--- Listed entries ---
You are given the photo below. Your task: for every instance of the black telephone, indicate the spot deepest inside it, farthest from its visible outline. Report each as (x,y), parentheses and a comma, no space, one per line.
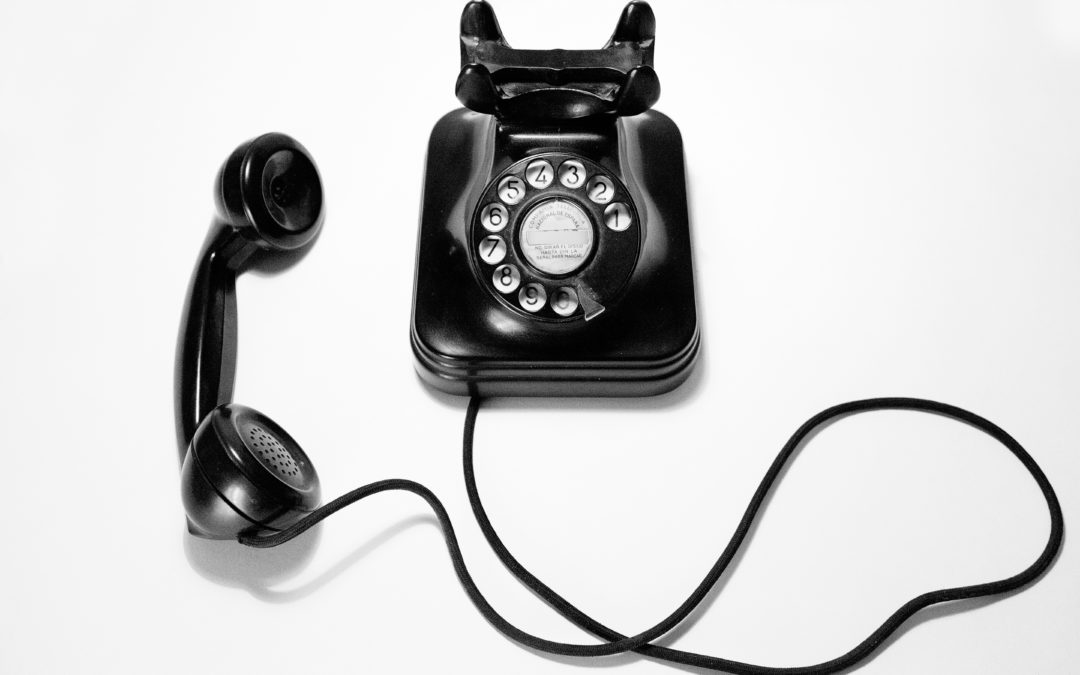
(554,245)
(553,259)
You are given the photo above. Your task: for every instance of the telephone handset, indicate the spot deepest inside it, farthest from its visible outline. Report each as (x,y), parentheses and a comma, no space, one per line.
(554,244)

--- Problem ---
Reproduce only those lines of the entries above that run from the line with "You are given the photo above." to the final line.

--- Written response ---
You are given the photo above. Your task: for every instance of the telephone handset, indicate the spot deepest inside it, farthest from its visible outline. Report each as (x,y), parentheses and a comma, no space, one per line.
(554,244)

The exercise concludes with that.